Exercise description: Copy out the stretch of items from the line containing "- **Object to find**: the white guardrail" through the line containing "167,165 -> 178,192", both ends included, and nothing else.

start

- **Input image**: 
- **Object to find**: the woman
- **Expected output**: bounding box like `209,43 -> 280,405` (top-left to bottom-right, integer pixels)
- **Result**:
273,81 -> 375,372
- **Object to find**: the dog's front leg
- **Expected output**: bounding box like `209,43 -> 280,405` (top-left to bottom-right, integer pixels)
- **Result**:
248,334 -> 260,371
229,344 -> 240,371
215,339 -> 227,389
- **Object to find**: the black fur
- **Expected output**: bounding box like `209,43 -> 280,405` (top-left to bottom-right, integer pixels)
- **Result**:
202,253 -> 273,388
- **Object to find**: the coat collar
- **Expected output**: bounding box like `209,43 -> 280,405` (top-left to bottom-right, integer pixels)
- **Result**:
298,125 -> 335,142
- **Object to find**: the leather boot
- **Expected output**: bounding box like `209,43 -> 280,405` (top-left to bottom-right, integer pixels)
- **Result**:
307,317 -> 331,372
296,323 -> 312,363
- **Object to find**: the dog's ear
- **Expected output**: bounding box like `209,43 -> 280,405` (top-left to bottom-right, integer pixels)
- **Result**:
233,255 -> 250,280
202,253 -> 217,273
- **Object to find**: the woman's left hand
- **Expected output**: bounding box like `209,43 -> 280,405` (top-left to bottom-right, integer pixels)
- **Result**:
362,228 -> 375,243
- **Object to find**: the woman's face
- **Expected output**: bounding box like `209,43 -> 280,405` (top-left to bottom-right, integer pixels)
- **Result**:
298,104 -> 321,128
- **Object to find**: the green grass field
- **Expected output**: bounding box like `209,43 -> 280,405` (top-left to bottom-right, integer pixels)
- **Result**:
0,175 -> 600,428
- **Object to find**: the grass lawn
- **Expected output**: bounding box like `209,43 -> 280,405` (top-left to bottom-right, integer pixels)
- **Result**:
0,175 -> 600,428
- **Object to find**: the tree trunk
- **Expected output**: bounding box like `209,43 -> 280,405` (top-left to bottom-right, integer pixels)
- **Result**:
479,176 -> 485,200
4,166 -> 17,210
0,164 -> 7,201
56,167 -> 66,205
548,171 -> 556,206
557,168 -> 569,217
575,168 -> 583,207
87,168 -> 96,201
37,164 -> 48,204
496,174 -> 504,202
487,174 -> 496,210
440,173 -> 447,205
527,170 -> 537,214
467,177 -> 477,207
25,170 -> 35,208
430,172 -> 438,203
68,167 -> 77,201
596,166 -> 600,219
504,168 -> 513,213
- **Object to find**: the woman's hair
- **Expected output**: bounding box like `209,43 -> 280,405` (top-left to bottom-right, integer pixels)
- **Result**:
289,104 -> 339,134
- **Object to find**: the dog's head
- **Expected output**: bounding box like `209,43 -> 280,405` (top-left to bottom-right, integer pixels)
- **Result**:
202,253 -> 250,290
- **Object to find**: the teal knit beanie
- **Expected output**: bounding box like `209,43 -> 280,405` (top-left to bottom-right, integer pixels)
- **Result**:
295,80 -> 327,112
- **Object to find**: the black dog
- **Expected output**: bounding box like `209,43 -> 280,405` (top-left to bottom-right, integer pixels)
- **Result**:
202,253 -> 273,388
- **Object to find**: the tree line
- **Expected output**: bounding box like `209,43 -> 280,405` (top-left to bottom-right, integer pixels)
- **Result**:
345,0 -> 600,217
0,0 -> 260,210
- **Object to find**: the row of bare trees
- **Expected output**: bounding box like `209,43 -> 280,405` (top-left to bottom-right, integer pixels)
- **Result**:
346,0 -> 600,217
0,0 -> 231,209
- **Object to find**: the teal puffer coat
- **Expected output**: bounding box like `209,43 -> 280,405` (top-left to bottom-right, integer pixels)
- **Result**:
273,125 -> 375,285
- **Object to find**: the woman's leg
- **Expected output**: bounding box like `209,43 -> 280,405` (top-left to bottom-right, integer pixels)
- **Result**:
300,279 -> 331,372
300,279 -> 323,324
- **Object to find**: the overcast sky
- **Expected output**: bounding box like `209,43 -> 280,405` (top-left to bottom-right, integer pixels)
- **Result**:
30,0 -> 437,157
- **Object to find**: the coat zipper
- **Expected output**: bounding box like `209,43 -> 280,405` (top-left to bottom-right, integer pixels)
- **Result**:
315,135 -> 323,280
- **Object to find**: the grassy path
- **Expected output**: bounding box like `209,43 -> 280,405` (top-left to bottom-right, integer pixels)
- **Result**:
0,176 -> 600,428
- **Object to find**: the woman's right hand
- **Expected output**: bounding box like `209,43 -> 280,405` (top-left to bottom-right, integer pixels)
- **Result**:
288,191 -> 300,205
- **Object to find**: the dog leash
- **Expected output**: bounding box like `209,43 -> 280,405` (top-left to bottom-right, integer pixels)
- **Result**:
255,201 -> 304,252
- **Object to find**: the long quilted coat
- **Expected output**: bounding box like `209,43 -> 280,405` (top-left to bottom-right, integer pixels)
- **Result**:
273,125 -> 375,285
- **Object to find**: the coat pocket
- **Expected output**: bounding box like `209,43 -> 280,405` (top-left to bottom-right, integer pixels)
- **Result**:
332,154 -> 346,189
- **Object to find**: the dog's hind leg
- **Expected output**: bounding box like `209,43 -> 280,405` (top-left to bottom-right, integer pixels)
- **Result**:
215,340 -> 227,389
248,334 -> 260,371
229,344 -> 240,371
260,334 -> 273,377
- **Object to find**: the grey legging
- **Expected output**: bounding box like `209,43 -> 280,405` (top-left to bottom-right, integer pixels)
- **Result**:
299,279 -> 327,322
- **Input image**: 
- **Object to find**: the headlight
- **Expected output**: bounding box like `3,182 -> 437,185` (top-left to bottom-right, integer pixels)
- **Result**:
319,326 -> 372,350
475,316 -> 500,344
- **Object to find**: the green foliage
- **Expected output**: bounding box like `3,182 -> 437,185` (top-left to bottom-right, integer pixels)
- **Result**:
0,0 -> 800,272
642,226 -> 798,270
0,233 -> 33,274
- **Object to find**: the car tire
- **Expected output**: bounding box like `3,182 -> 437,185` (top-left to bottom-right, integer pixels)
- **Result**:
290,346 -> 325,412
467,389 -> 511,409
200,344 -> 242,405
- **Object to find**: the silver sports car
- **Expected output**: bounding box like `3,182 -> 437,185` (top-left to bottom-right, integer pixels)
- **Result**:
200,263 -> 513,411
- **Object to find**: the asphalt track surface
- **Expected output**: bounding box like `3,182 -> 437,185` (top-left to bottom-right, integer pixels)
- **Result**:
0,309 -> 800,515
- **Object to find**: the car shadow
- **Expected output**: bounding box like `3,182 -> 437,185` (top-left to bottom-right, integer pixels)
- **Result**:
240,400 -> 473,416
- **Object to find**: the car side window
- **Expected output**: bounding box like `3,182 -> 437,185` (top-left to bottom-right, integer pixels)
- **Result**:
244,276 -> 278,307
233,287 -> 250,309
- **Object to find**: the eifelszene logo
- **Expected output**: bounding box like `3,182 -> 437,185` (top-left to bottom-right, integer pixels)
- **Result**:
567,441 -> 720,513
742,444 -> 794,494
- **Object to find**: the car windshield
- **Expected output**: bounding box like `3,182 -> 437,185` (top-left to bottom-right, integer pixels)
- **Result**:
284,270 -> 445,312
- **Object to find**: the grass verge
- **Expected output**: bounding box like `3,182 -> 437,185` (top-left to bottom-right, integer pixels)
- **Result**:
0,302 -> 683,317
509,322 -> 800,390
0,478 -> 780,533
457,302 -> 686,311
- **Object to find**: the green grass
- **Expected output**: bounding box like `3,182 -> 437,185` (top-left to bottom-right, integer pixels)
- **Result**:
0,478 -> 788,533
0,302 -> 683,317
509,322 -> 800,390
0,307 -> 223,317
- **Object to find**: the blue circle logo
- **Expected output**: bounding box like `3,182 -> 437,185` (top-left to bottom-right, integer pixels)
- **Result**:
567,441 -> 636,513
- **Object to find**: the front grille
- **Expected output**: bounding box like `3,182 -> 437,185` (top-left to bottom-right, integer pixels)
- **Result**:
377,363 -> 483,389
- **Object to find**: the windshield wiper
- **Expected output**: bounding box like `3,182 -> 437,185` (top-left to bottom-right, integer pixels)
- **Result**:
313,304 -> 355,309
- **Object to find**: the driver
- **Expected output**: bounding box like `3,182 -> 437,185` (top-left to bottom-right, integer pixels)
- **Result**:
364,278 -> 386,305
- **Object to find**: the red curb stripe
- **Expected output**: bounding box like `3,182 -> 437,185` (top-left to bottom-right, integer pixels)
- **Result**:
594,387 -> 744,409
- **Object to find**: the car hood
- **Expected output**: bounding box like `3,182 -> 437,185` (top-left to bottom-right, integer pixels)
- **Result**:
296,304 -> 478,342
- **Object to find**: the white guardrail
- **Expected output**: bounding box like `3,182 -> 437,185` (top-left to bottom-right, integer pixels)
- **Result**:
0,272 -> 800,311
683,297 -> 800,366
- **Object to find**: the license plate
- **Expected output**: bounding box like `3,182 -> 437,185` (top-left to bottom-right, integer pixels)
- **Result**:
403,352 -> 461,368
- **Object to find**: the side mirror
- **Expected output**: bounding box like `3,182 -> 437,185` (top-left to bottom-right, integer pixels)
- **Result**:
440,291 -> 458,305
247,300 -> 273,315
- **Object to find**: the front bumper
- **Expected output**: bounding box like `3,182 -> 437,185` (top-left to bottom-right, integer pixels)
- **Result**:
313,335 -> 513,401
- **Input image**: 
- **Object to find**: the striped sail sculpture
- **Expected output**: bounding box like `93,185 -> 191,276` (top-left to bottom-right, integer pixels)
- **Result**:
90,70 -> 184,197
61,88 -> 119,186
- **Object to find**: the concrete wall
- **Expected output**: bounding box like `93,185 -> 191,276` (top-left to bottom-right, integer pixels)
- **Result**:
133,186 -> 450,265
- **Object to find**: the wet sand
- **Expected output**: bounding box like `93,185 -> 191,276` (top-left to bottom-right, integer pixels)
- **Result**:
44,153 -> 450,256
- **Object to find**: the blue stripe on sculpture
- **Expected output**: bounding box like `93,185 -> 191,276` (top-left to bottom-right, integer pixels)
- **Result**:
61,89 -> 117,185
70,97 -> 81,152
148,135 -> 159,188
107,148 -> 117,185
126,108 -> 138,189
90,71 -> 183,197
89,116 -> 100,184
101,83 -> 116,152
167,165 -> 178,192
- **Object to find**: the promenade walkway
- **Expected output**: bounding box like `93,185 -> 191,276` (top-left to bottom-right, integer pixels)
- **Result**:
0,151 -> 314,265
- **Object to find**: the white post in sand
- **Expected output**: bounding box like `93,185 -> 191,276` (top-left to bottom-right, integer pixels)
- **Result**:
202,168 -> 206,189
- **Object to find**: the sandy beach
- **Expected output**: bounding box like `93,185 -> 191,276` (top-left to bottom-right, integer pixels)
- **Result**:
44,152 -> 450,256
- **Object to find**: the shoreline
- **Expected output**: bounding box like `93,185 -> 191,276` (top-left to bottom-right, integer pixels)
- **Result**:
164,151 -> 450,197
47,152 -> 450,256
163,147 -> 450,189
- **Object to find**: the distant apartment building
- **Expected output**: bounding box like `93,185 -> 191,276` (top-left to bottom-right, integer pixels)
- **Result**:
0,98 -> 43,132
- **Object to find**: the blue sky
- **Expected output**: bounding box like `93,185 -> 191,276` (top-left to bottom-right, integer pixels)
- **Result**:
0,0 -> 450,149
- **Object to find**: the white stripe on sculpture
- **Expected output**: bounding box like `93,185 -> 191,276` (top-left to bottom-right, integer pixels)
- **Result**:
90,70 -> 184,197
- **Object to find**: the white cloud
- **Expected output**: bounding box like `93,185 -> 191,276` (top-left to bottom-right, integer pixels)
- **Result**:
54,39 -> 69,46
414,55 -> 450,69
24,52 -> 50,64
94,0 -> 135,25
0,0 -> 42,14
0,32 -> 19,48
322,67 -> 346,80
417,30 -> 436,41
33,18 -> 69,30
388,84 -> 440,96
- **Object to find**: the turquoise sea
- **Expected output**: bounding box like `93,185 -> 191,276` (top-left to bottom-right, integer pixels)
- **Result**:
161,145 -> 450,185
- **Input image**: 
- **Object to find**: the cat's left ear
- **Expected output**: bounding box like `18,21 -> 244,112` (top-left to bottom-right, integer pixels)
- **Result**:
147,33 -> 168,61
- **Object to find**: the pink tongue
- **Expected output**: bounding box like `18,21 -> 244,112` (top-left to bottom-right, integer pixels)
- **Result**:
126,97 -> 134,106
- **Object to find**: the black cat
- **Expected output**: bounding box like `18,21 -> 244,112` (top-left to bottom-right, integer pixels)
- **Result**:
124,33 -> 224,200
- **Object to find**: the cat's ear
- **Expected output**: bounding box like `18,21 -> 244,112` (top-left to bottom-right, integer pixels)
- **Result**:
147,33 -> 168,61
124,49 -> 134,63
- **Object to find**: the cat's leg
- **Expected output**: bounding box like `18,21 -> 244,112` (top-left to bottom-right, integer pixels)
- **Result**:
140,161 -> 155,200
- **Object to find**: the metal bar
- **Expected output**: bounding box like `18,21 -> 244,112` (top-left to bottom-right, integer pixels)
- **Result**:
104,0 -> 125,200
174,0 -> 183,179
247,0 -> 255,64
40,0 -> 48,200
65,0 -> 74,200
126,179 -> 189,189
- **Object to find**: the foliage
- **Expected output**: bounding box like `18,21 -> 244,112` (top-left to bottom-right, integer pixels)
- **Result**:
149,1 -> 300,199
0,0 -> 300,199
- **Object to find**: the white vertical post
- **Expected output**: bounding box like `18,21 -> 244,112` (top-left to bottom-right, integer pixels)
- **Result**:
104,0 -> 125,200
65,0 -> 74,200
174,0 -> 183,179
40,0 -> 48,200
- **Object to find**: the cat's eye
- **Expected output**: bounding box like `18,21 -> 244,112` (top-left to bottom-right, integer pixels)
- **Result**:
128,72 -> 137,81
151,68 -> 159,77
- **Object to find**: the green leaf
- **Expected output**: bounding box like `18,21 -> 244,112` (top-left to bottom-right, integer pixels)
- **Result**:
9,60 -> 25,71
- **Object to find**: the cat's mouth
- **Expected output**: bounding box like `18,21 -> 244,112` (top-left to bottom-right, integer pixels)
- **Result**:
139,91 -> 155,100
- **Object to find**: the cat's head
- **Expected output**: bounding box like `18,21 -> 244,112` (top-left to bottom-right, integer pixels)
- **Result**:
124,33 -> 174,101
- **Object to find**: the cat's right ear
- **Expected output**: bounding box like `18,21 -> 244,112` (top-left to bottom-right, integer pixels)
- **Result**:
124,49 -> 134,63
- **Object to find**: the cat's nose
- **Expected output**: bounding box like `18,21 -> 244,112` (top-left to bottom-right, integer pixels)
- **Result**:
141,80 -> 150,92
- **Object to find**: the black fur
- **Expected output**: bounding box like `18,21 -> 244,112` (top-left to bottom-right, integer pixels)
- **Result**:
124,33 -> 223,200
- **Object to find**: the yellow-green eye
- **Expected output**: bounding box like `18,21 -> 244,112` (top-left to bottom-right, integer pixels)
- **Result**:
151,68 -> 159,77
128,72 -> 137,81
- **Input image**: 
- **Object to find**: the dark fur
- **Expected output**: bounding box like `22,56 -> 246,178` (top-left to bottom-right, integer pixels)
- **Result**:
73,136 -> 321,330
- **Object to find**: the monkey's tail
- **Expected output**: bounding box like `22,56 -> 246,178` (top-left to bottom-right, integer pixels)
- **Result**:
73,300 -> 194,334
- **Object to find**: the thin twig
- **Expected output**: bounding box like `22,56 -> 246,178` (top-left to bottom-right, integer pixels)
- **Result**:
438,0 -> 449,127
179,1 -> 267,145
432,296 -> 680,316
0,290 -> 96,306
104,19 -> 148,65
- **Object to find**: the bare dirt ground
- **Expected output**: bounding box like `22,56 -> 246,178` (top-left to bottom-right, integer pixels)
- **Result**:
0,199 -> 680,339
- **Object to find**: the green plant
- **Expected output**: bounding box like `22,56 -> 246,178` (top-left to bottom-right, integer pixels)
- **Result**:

end

Worked answer:
- **Object to find**: the white guardrail
- **Expected output**: bounding box like `3,182 -> 437,185` (top-left to bottom-right, integer pixels)
- **Result**:
0,272 -> 800,311
683,297 -> 800,366
- **Object to find**: the license plate
- **Expected output**: bounding box like `3,182 -> 437,185` (top-left to bottom-right, integer pixels)
- **Result**:
403,352 -> 461,368
- **Object to find**: the side mirror
- **Expected output**: bounding box like `3,182 -> 437,185` (top-left to bottom-right, integer pixels)
- **Result**:
440,291 -> 458,305
247,300 -> 273,315
- **Object to find**: the front bumper
- **Expected output**: bounding box like `3,182 -> 437,185` (top-left to bottom-right, integer pixels)
- **Result**:
313,335 -> 513,401
- **Input image**: 
- **Object to find**: the striped sail sculpture
- **Expected output**: bounding box like `93,185 -> 191,276` (top-left to bottom-right, integer pixels)
- **Result**:
90,70 -> 184,197
61,88 -> 119,186
- **Object to find**: the concrete wall
- **Expected output**: bounding box like `93,185 -> 191,276` (top-left to bottom-right, integer pixels)
- **Result**:
133,186 -> 450,265
- **Object to find**: the wet sand
- **Expected output**: bounding box like `93,185 -> 191,276` (top-left to bottom-right, integer pixels)
- **Result**:
44,153 -> 450,256
- **Object to find**: the blue stripe on sculpture
- **Expected output**: bounding box like `93,185 -> 191,276` (top-left to bottom-right, integer pixels)
- **Result**:
61,89 -> 117,185
70,97 -> 81,152
148,135 -> 159,188
107,148 -> 117,185
126,108 -> 138,189
90,71 -> 183,197
89,116 -> 100,184
101,83 -> 116,152
167,165 -> 178,192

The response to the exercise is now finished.